If you’re confused about healthy dietary fats, there’s good reason. Recommendations about fat have undergone a seismic transformation in the past few years—and the aftershocks continue. Experts still bicker, but the emerging hypothesis is this: In moderation, fat is a necessary part of a healthy diet…with one caveat: The fat has to be naturally occurring.
In layman’s’ terms, that means the only fats you need to radically eliminate are artificially produced trans fats, aka partially hydrogenated oils. These are created during a manufacturing process that turns liquid oils into solid fats and are prevalent in margarine, shortening, packaged baked goods (think Twinkies), most microwave popcorn, doughnuts and many fried foods, such as French fries and fried chicken—depending on the oil and the process used.
Eating trans fats increases your risk of heart disease and stroke, and is associated with a higher risk of developing type 2 diabetes, according to the American Heart Association. In fact, the FDA has determined that trans fats are no longer Generally Recognized as Safe (GRAS) and has mandated their removal from all foods by 2018.
The ban, however, does not extend to naturally occurring trans fats, which are found in small amounts in some animal fats, such as beef, lamb and butter. A study in The American Journal of Clinical Nutrition reported that small amounts of natural trans fats don’t increase heart disease risk factors, although large amounts (3.7% or more of total calories) may.
This and other studies are leading many experts to conclude that the saturated fats in meats, dairy products (including butter) and some plant oils (such as coconut) are OK, if eaten in moderation. For example, a 2016 meta-analysis in PLOS One found a relatively small or neutral effect of butter consumption on rates of mortality, cardiovascular disease (CVD) and diabetes. In addition, a 2015 meta-analysis in the British Medical Journal reported a negligible association between saturated fat and mortality or CVD, but a 20–34% risk increase from artificial trans fats consumption.
High Fats to Embrace
While you should avoid trans fats, there are several types of fat that you should embrace, including omega-3 fatty acids, which are vital for brain and heart health, and other unsaturated fats. Healthy sources of dietary fat include: avocados, nuts, seeds, salmon and other fatty fish, and dark chocolate. But because they are high in calories, these high-fat foods should be eaten in moderation and in balance with the other macronutrients: protein and carbohydrates.
Scientists suggest you remain vigilant even after the FDA’s ban on trans fats is complete in 2018, in case the replacement ingredients prove to be just as harmful. And if wading through the science seems too tedious, follow this general rule: Stick to natural, whole foods versus processed, packaged ones.

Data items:
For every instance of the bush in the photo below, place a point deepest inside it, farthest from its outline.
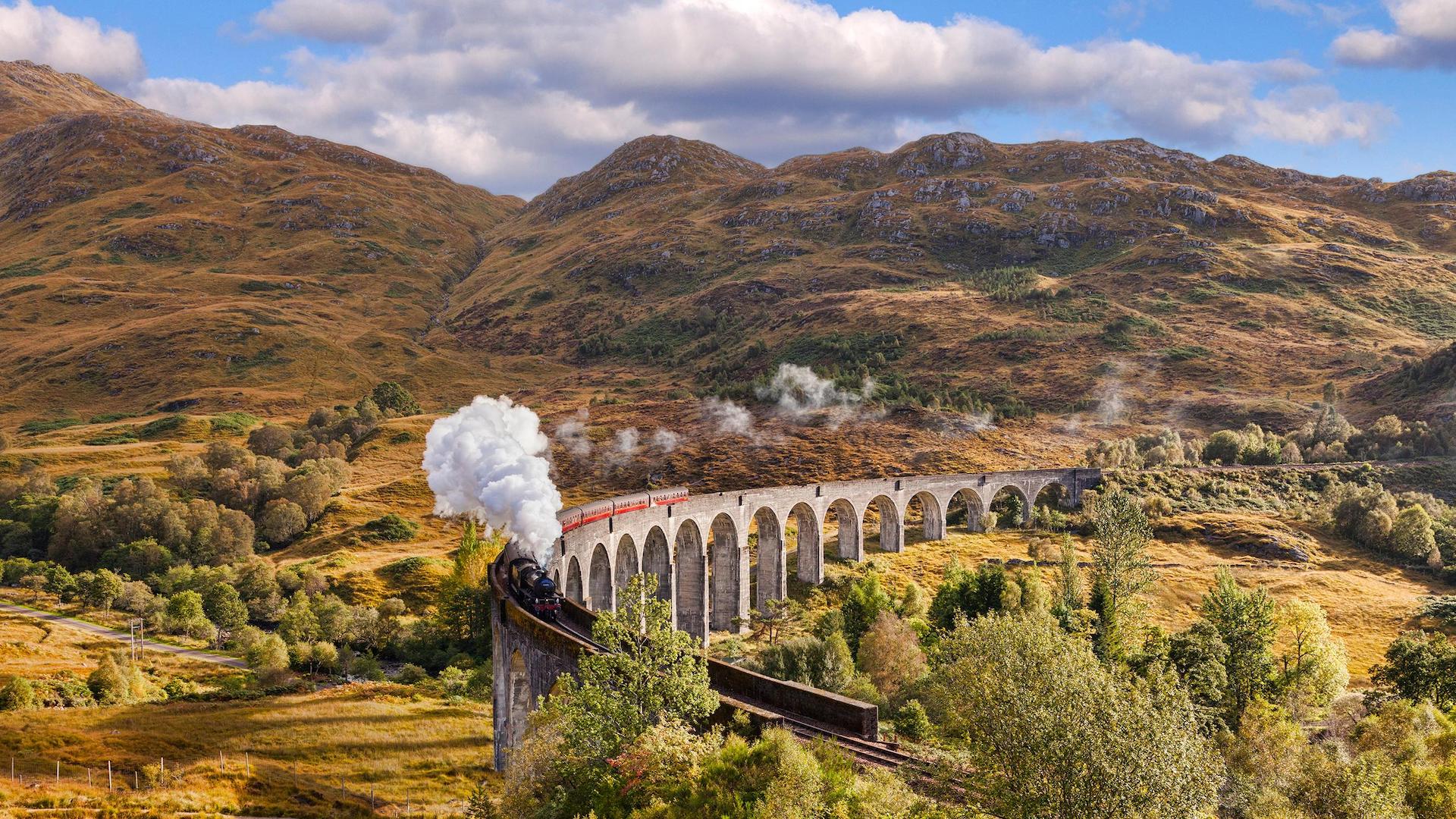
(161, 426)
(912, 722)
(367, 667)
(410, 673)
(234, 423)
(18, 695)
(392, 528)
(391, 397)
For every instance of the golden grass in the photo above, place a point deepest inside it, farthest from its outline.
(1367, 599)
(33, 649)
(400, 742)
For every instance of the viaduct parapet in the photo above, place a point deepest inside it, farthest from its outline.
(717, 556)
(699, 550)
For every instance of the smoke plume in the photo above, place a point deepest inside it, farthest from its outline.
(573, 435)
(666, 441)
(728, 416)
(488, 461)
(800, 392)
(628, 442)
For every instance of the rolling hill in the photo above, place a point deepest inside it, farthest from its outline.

TASK INSTRUCTIONS:
A – Translate this sentence from the dietary fats article into Spanish: "And if wading through the science seems too tedious, follow this general rule: Stick to natural, whole foods versus processed, packaged ones."
B – Answer these questions using the dietary fats article.
(i) By what year has the FDA mandated the removal of trans fats from all foods?
(ii) At what share of total calories may natural trans fats increase heart disease risk factors?
(iii) Which publication carried the 2016 meta-analysis on butter consumption?
C – Rewrite everything in the dietary fats article from "Eating trans fats" down to "total calories) may.", replacing "heart disease" with "cardiovascular disease".

PER-TASK OUTPUTS:
A – Y si analizar toda la ciencia te parece demasiado tedioso, sigue esta regla general: elige alimentos naturales y enteros en lugar de los procesados y envasados.

B –
(i) 2018
(ii) 3.7% or more of total calories
(iii) PLOS One

C –
Eating trans fats increases your risk of cardiovascular disease and stroke, and is associated with a higher risk of developing type 2 diabetes, according to the American Heart Association. In fact, the FDA has determined that trans fats are no longer Generally Recognized as Safe (GRAS) and has mandated their removal from all foods by 2018.
The ban, however, does not extend to naturally occurring trans fats, which are found in small amounts in some animal fats, such as beef, lamb and butter. A study in The American Journal of Clinical Nutrition reported that small amounts of natural trans fats don’t increase cardiovascular disease risk factors, although large amounts (3.7% or more of total calories) may.